### Written problem
Find every line in the records below that contains the word "face", and copy each of those lines. Case counts, so match only that exact capitalization.

### Supplied data
## START

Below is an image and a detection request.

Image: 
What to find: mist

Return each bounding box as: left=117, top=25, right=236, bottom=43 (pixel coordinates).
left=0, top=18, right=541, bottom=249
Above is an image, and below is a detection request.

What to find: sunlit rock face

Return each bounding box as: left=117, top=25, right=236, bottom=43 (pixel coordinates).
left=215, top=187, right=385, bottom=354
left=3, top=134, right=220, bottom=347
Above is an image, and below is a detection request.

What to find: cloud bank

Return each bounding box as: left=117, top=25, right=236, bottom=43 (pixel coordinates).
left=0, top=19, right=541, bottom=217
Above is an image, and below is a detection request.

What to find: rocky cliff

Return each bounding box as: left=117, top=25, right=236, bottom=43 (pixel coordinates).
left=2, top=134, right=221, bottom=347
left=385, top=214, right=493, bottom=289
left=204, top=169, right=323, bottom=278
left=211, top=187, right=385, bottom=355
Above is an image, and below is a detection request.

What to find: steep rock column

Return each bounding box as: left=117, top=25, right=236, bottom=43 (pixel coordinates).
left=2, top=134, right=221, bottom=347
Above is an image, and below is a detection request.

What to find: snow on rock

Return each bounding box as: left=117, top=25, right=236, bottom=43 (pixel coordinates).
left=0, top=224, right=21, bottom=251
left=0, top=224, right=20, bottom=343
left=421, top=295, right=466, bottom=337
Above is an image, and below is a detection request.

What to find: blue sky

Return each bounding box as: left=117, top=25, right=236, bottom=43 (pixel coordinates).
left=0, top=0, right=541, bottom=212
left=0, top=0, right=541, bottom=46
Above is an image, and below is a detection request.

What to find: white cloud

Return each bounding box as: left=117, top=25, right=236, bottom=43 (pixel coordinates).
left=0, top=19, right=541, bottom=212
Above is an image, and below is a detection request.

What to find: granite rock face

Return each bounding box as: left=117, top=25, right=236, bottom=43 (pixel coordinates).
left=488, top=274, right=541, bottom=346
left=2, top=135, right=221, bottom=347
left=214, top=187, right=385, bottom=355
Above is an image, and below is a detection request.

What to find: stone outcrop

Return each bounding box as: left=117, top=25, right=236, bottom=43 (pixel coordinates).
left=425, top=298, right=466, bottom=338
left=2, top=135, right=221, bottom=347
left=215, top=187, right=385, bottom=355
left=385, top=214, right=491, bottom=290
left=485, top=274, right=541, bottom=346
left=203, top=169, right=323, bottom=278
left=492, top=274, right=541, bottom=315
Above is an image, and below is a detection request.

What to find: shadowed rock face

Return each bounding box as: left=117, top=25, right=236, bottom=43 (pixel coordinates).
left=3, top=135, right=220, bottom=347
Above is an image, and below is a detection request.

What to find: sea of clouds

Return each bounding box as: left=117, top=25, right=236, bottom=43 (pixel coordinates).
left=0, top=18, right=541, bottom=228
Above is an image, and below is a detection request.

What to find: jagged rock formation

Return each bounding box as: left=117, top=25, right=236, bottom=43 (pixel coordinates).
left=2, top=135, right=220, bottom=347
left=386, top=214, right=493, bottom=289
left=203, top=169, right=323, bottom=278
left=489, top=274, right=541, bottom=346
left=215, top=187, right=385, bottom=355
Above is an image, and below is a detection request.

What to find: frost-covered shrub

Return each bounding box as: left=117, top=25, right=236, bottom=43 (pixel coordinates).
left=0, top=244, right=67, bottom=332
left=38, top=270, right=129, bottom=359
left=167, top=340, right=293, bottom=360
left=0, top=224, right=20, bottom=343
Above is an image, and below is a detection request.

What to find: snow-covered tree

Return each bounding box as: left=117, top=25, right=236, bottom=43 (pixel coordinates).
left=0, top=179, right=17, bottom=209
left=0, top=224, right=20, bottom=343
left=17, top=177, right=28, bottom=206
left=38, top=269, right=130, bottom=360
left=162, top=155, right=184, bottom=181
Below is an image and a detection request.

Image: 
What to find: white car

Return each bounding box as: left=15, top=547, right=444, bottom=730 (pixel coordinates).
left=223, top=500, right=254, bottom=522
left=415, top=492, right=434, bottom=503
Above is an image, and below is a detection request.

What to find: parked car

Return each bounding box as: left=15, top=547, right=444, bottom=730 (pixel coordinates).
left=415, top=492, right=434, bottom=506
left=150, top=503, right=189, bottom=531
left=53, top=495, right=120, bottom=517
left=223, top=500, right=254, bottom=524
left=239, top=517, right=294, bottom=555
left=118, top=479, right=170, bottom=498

## END

### Solved problem
What to find: sunlit rock face
What to find: granite rock face
What to find: shadowed rock face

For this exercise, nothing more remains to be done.